** start of Document **

From Parameters to Behaviors: Unsupervised Compression of the Policy Space¶

Conference: ICLR 2026 arXiv: 2509.22566 Code: GitHub Area: Image Generation Keywords: policy space compression, behavioral manifold, autoencoder, latent space optimization, unsupervised pretraining

TL;DR¶

Based on the manifold hypothesis, this paper proposes unsupervised compression of the policy space—training an autoencoder with a behavioral reconstruction loss (rather than a parameter reconstruction loss) to compress the high-dimensional policy parameter space \(\Theta \subseteq \mathbb{R}^P\) into a low-dimensional latent behavioral space \(\mathcal{Z} \subseteq \mathbb{R}^k\) (up to a 121801:1 compression ratio). Experiments on Mountain Car, Reacher, Hopper, and HalfCheetah demonstrate that the intrinsic dimensionality of the behavioral manifold is determined by environment complexity rather than network size, and that PGPE optimization in the latent space converges faster than PPO, SAC, and other SOTA baselines on 7 out of 8 tasks.

** end of Document **
** start of Data segment **

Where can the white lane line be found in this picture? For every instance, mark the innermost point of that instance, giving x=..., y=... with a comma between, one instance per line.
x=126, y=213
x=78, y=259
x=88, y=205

** end of Data segment **

* _Task brief_
Reproduce the passage of the policy-space compression summary starting with "Based on the" and going on through "of 8 tasks.", substituting "variational autoencoder" for "autoencoder".

* _Result_
Based on the manifold hypothesis, this paper proposes unsupervised compression of the policy space—training an variational autoencoder with a behavioral reconstruction loss (rather than a parameter reconstruction loss) to compress the high-dimensional policy parameter space \(\Theta \subseteq \mathbb{R}^P\) into a low-dimensional latent behavioral space \(\mathcal{Z} \subseteq \mathbb{R}^k\) (up to a 121801:1 compression ratio). Experiments on Mountain Car, Reacher, Hopper, and HalfCheetah demonstrate that the intrinsic dimensionality of the behavioral manifold is determined by environment complexity rather than network size, and that PGPE optimization in the latent space converges faster than PPO, SAC, and other SOTA baselines on 7 out of 8 tasks.